◆ DATA EXCERPTS:
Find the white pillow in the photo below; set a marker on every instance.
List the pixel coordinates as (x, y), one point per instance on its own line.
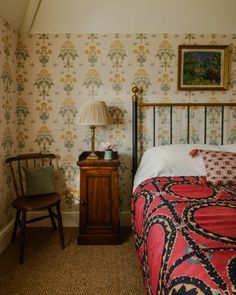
(174, 160)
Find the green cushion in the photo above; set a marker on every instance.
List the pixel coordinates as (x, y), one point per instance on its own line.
(39, 180)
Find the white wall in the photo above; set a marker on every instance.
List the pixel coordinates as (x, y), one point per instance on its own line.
(135, 16)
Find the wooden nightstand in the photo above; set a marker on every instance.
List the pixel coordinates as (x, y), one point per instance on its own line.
(99, 200)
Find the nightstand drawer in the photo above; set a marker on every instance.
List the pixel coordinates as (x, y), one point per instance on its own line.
(99, 210)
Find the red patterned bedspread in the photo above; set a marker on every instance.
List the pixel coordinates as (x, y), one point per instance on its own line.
(185, 236)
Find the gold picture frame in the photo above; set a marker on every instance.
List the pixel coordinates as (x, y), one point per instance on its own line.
(203, 67)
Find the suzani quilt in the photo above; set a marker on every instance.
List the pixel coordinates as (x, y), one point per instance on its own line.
(185, 236)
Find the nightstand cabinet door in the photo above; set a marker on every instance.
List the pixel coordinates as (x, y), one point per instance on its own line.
(99, 197)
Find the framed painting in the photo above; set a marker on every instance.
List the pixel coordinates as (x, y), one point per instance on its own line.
(203, 67)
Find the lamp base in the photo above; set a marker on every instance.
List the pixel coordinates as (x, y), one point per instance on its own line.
(92, 156)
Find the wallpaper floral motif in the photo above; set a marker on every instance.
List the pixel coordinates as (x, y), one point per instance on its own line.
(52, 75)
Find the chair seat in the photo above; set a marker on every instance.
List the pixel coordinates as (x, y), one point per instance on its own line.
(36, 202)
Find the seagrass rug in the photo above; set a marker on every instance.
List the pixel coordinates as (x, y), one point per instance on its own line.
(78, 269)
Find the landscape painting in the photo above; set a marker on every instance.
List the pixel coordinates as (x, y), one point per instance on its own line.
(203, 67)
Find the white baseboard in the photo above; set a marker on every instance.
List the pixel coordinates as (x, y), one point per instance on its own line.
(70, 219)
(5, 236)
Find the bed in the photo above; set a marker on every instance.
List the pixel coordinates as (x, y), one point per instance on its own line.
(183, 212)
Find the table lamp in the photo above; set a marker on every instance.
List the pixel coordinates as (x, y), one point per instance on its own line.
(93, 113)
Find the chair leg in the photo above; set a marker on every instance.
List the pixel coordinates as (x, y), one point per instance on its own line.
(16, 223)
(23, 230)
(60, 226)
(52, 218)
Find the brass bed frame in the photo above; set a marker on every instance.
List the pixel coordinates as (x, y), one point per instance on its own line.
(137, 108)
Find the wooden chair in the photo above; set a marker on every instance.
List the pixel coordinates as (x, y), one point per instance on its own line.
(25, 203)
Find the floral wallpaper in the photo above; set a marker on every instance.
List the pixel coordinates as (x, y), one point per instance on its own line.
(56, 73)
(8, 121)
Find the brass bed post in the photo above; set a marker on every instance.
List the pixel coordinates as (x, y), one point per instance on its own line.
(134, 130)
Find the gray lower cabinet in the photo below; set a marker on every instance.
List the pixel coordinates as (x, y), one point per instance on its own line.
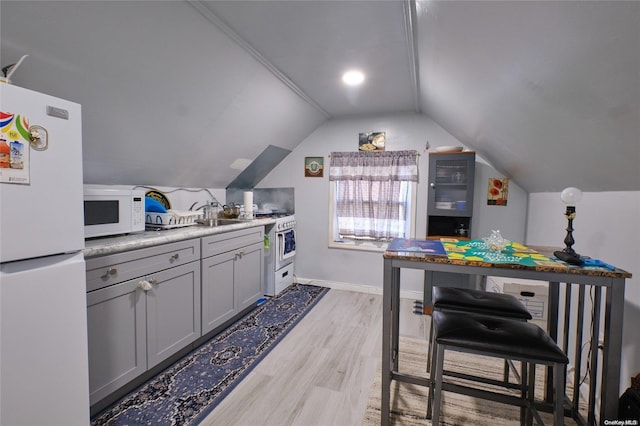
(232, 275)
(135, 324)
(145, 305)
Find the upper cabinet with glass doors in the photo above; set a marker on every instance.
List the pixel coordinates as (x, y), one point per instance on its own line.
(450, 200)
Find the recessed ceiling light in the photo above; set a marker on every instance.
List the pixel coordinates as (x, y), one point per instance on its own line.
(353, 77)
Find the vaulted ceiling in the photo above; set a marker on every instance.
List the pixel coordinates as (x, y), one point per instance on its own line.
(548, 92)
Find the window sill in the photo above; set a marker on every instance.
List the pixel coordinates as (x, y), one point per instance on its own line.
(363, 246)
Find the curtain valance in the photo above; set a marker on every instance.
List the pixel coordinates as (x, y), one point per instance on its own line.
(374, 166)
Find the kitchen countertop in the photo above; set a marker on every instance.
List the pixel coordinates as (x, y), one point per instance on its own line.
(109, 245)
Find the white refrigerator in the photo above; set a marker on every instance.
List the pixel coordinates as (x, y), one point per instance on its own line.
(43, 317)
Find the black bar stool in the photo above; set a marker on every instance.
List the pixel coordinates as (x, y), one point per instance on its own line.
(500, 338)
(450, 299)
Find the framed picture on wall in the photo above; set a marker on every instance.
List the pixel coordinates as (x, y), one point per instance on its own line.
(498, 192)
(313, 166)
(371, 141)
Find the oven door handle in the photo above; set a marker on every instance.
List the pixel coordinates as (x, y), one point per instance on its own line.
(282, 244)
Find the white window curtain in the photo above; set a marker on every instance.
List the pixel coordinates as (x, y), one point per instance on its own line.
(372, 191)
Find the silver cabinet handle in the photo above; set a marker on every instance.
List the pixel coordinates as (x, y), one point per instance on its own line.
(145, 285)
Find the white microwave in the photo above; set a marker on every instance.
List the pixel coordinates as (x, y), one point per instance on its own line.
(112, 211)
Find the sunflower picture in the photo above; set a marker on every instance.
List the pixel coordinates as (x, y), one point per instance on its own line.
(498, 192)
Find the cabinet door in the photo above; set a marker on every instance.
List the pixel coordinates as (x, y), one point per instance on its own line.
(218, 295)
(173, 311)
(116, 332)
(249, 275)
(451, 181)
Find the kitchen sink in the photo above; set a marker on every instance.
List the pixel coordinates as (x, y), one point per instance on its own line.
(210, 223)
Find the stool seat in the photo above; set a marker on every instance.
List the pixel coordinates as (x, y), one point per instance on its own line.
(497, 337)
(500, 336)
(481, 302)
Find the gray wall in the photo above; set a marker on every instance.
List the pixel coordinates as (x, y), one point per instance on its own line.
(605, 229)
(363, 270)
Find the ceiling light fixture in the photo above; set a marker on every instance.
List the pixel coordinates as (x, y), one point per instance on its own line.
(353, 77)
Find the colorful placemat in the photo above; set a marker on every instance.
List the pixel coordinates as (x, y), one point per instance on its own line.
(477, 251)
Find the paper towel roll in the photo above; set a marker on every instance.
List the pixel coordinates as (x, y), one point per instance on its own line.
(248, 204)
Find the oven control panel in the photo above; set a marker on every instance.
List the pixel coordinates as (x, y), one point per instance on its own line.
(285, 223)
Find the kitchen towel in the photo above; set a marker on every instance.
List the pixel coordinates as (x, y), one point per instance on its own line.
(248, 204)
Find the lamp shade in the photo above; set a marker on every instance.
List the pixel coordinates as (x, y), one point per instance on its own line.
(570, 196)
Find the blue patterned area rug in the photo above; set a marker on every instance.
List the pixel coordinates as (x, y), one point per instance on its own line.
(186, 392)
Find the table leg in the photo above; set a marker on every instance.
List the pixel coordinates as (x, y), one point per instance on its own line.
(395, 318)
(611, 358)
(387, 312)
(552, 330)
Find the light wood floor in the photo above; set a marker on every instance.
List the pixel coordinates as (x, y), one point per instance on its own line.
(321, 372)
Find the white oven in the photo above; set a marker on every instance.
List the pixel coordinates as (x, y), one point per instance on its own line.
(286, 247)
(279, 258)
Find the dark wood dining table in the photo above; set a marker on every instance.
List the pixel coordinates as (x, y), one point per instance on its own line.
(568, 324)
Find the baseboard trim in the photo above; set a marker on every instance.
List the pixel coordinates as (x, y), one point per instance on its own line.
(359, 288)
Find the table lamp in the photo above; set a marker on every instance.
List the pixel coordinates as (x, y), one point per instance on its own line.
(570, 196)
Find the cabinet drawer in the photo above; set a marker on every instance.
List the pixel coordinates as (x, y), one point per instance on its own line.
(108, 270)
(222, 243)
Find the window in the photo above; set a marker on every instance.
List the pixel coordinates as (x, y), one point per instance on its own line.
(372, 198)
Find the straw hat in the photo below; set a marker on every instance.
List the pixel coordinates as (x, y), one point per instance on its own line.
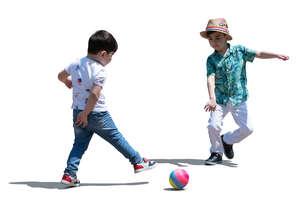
(219, 25)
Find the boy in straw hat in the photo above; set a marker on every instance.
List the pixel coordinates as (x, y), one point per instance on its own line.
(226, 82)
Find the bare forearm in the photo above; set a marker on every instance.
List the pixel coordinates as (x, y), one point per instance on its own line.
(91, 102)
(269, 55)
(211, 87)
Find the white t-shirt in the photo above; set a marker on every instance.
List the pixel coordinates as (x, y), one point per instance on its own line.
(85, 73)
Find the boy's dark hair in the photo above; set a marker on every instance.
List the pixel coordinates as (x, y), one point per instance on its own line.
(102, 40)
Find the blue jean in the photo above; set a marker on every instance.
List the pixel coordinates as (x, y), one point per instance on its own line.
(102, 124)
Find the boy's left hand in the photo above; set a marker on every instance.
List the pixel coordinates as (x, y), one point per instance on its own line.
(82, 119)
(283, 57)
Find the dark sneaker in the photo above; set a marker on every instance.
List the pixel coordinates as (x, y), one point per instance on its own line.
(227, 149)
(70, 181)
(144, 165)
(214, 159)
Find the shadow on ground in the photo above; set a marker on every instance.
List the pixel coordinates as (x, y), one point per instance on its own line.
(186, 162)
(57, 185)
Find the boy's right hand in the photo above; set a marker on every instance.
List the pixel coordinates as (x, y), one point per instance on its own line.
(210, 105)
(68, 83)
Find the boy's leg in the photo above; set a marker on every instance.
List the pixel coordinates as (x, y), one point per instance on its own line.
(241, 117)
(215, 128)
(82, 139)
(105, 127)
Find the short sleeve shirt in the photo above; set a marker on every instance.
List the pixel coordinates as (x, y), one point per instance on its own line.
(230, 74)
(85, 73)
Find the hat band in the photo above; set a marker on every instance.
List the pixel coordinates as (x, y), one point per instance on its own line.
(225, 30)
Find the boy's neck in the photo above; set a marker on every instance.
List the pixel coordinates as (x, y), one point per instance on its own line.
(223, 51)
(95, 58)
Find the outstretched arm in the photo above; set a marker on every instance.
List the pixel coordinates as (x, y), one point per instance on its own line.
(92, 100)
(268, 55)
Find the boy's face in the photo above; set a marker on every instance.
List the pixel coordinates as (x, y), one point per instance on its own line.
(105, 57)
(217, 40)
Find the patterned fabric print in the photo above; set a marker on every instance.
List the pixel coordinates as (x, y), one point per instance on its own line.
(230, 74)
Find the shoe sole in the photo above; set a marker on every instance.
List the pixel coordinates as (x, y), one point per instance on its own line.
(145, 169)
(212, 163)
(69, 184)
(223, 143)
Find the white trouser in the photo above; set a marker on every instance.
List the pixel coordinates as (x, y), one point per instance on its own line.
(240, 116)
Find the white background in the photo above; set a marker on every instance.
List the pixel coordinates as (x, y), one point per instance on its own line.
(156, 92)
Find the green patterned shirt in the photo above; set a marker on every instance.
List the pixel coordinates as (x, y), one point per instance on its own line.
(230, 74)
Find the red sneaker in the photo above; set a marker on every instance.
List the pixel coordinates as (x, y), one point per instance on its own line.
(70, 181)
(144, 165)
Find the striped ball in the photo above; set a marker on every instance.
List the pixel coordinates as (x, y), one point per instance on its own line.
(179, 178)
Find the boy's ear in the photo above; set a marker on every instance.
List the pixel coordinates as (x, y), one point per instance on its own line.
(101, 53)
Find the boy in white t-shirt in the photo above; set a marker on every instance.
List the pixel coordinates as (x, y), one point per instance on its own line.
(90, 113)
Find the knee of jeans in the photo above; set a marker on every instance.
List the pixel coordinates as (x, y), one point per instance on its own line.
(247, 130)
(214, 127)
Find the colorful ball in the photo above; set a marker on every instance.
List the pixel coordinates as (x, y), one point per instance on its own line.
(179, 178)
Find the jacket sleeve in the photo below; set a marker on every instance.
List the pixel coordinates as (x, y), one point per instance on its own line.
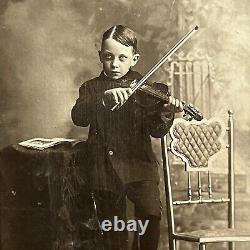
(87, 105)
(158, 121)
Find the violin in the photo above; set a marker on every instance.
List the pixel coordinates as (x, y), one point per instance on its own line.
(160, 90)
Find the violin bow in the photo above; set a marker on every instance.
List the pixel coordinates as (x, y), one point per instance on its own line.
(135, 85)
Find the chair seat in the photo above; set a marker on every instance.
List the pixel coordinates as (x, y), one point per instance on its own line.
(218, 235)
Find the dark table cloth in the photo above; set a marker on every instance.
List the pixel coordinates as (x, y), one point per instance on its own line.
(45, 201)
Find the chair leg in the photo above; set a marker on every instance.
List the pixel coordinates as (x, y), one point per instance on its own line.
(172, 244)
(231, 245)
(202, 246)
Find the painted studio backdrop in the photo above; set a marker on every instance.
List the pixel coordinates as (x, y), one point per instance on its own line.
(48, 48)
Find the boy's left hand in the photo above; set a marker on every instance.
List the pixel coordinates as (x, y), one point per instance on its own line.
(174, 106)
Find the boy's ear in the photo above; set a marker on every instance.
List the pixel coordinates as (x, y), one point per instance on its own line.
(135, 59)
(100, 55)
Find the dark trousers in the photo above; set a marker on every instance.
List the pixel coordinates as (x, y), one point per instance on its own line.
(146, 198)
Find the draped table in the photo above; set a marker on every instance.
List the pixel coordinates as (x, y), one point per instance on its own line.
(45, 200)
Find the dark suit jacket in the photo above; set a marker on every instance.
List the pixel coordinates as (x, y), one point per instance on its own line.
(119, 141)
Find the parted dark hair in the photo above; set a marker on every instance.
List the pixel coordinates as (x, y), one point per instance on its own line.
(123, 35)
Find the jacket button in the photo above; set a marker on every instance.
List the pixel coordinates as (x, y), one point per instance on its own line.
(111, 152)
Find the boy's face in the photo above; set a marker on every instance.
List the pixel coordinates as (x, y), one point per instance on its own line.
(117, 58)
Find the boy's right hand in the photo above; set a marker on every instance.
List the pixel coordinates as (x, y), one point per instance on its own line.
(116, 96)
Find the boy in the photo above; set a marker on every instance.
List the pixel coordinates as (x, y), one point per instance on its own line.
(120, 157)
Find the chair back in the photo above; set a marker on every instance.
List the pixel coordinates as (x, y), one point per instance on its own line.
(196, 144)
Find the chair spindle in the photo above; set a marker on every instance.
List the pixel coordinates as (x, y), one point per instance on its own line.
(209, 185)
(199, 185)
(189, 187)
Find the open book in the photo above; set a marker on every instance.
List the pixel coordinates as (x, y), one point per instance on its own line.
(43, 143)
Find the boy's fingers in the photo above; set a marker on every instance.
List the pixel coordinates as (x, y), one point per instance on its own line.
(129, 91)
(120, 96)
(177, 103)
(115, 96)
(125, 94)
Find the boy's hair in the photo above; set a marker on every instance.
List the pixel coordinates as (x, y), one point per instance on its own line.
(123, 35)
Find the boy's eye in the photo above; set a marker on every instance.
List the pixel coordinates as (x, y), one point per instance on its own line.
(107, 56)
(123, 57)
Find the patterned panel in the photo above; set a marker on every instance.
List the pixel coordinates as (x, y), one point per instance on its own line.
(196, 142)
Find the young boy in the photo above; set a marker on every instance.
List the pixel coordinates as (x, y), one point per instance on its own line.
(121, 161)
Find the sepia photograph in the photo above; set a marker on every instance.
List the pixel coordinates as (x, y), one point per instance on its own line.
(124, 125)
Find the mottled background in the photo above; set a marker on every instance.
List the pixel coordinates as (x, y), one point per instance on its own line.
(47, 48)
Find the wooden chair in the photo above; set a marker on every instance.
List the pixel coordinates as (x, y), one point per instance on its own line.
(196, 144)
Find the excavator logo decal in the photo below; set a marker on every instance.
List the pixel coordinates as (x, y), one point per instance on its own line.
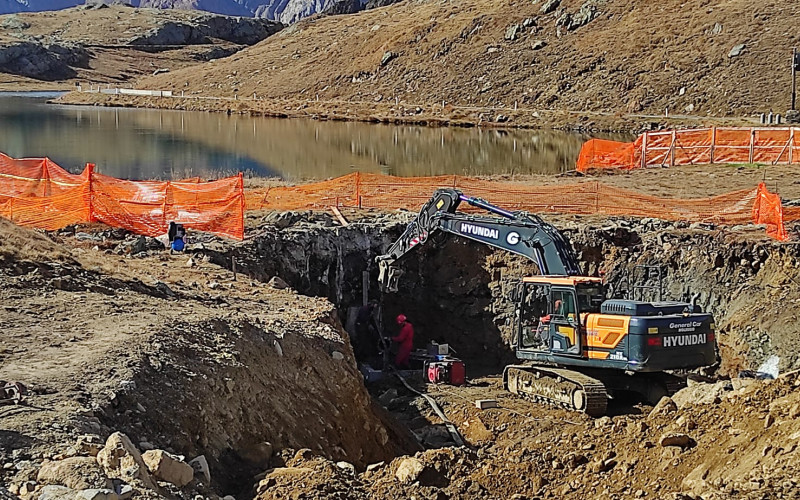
(480, 231)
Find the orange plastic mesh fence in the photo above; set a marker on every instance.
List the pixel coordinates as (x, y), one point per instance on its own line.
(696, 146)
(39, 193)
(379, 191)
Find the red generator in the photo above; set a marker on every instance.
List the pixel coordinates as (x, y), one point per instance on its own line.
(445, 371)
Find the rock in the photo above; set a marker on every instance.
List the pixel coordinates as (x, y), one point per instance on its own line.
(677, 439)
(168, 467)
(258, 454)
(96, 494)
(278, 283)
(665, 406)
(120, 459)
(387, 56)
(347, 467)
(27, 488)
(549, 6)
(77, 473)
(89, 444)
(55, 492)
(200, 465)
(512, 32)
(736, 50)
(387, 396)
(701, 394)
(409, 470)
(125, 492)
(375, 466)
(603, 421)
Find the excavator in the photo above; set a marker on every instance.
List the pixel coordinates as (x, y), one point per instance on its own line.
(578, 348)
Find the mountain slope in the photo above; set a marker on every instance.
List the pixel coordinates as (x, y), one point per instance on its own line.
(629, 56)
(285, 11)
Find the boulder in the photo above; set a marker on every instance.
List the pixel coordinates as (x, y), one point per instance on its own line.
(677, 439)
(96, 494)
(120, 459)
(78, 473)
(168, 467)
(701, 394)
(665, 406)
(55, 492)
(200, 466)
(258, 454)
(89, 445)
(409, 470)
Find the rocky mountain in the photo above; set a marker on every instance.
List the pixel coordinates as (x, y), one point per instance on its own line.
(284, 11)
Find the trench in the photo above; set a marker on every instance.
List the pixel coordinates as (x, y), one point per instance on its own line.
(454, 291)
(457, 291)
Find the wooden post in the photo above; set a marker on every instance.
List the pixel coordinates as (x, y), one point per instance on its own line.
(90, 175)
(644, 150)
(364, 287)
(794, 76)
(713, 143)
(672, 148)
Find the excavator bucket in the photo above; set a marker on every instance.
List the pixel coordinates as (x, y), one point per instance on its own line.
(388, 276)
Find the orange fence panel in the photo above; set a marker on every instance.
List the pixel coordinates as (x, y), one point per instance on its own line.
(218, 206)
(39, 193)
(694, 146)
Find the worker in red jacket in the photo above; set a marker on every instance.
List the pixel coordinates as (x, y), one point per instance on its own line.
(406, 340)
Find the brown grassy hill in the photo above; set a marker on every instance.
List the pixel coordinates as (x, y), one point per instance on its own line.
(634, 56)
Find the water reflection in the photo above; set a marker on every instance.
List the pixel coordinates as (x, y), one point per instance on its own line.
(154, 144)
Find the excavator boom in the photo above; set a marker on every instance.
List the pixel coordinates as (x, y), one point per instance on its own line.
(516, 232)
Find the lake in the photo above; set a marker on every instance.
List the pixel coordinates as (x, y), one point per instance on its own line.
(155, 144)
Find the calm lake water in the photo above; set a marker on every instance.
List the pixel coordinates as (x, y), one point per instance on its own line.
(154, 144)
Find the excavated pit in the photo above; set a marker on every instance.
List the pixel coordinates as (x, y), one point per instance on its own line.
(216, 367)
(456, 291)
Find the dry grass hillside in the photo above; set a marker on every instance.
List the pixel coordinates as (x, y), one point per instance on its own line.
(632, 57)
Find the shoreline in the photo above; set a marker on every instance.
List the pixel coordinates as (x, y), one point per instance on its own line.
(431, 115)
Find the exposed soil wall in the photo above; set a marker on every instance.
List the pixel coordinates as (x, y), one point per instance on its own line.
(456, 291)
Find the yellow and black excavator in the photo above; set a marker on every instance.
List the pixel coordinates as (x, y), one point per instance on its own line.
(580, 348)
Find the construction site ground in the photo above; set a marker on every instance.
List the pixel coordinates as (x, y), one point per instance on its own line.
(112, 334)
(583, 64)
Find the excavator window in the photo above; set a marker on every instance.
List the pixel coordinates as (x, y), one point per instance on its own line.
(590, 296)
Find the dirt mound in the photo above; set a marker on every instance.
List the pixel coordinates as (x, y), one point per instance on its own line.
(493, 61)
(735, 439)
(176, 354)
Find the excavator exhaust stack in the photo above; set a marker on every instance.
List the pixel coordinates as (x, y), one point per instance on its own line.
(388, 276)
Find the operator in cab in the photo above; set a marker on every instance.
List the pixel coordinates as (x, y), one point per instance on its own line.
(405, 339)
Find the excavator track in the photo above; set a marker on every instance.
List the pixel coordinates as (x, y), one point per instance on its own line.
(558, 387)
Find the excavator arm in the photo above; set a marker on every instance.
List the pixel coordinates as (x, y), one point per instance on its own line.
(516, 232)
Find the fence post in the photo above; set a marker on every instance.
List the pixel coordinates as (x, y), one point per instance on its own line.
(644, 151)
(672, 148)
(713, 143)
(90, 170)
(358, 189)
(242, 204)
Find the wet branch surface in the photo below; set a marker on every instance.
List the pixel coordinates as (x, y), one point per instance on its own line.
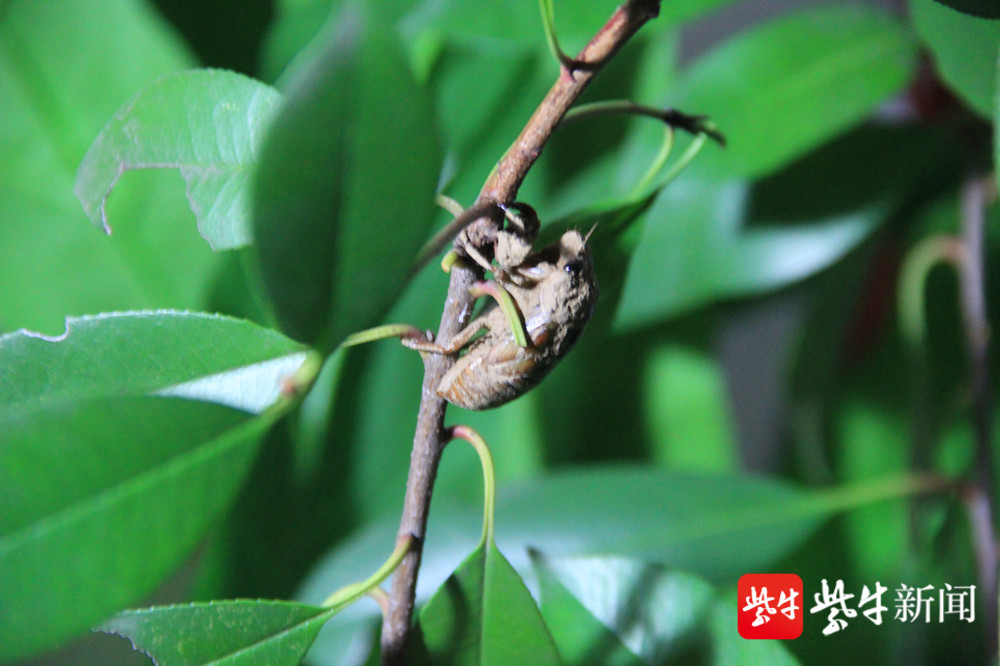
(501, 186)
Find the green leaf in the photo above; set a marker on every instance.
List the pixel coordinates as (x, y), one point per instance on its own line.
(653, 612)
(222, 632)
(109, 479)
(201, 356)
(344, 194)
(964, 49)
(686, 403)
(483, 614)
(979, 8)
(704, 241)
(717, 527)
(64, 69)
(102, 499)
(783, 88)
(210, 125)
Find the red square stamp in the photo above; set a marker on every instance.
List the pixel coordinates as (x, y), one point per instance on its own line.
(769, 606)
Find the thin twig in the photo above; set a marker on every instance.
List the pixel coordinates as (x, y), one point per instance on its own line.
(973, 301)
(501, 186)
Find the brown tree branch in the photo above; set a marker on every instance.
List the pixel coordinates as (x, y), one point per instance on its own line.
(501, 186)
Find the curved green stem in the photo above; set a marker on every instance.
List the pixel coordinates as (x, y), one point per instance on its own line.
(549, 24)
(913, 277)
(489, 476)
(507, 306)
(689, 154)
(351, 593)
(658, 162)
(672, 117)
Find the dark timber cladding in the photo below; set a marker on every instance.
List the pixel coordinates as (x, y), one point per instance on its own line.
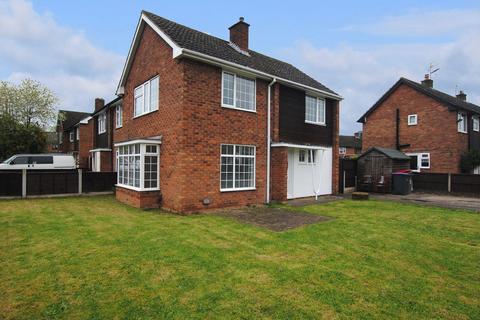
(292, 119)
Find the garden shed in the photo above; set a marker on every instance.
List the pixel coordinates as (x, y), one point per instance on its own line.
(375, 168)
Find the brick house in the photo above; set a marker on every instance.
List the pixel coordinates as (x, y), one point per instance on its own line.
(430, 126)
(209, 123)
(103, 122)
(74, 136)
(350, 146)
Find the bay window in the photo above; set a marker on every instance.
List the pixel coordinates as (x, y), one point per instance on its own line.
(118, 116)
(238, 92)
(237, 170)
(138, 166)
(314, 110)
(146, 97)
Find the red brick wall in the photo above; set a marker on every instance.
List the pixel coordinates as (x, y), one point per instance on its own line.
(279, 173)
(436, 131)
(85, 145)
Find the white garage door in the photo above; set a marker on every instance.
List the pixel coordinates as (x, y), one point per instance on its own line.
(308, 177)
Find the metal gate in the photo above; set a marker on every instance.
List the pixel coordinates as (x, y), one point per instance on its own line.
(348, 174)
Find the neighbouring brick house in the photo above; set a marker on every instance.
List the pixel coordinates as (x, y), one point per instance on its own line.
(104, 121)
(197, 132)
(74, 135)
(430, 126)
(350, 146)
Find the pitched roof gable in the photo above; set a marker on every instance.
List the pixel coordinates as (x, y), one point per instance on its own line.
(185, 40)
(440, 96)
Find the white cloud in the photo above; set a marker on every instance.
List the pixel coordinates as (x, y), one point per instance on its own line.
(35, 45)
(361, 74)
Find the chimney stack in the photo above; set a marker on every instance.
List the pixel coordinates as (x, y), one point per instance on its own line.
(427, 82)
(462, 96)
(239, 34)
(99, 103)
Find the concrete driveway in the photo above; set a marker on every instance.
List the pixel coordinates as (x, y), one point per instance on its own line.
(437, 200)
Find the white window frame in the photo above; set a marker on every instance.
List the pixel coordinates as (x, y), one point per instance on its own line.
(413, 122)
(102, 123)
(146, 107)
(118, 116)
(419, 156)
(320, 122)
(302, 153)
(142, 154)
(476, 123)
(224, 105)
(238, 156)
(462, 119)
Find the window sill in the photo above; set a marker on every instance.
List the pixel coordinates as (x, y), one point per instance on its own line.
(316, 123)
(238, 189)
(135, 188)
(239, 109)
(144, 114)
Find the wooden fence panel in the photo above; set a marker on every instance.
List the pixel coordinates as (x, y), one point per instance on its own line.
(466, 183)
(11, 183)
(98, 181)
(430, 182)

◆ WHAT TO DO: All lines from the line containing "Find the chimney" through the end of the listing above are to be duplicated exactly; include both ends and nothing further.

◆ OUTPUT BELOW:
Find the chimney stack in the photo above; set a marker on every instance.
List the pixel coordinates as (x, y), one point per instance on its own line.
(427, 82)
(462, 96)
(239, 34)
(99, 103)
Find the concrete driveway in the photo above; set a marker on every instance.
List the pixel coordinates as (x, y), one point per instance on its own line.
(437, 200)
Find the white window frame in the photo above; set a marker on every instance.
List the pixel coordinates as (x, y), one point per instance on its own line.
(413, 122)
(102, 123)
(146, 107)
(118, 116)
(419, 156)
(320, 122)
(302, 153)
(142, 154)
(476, 123)
(224, 105)
(238, 156)
(462, 119)
Find the window sill in the photo above; set a marker on every instance.
List the pixel coordinates as (x, y), one point per instance on its own line.
(316, 123)
(238, 189)
(135, 188)
(239, 109)
(144, 114)
Find the wooden fence panel in the photo above; set a marker on every instance.
List the pixel coordinates as (x, y), one point per instance on its own line.
(466, 183)
(11, 183)
(98, 181)
(430, 182)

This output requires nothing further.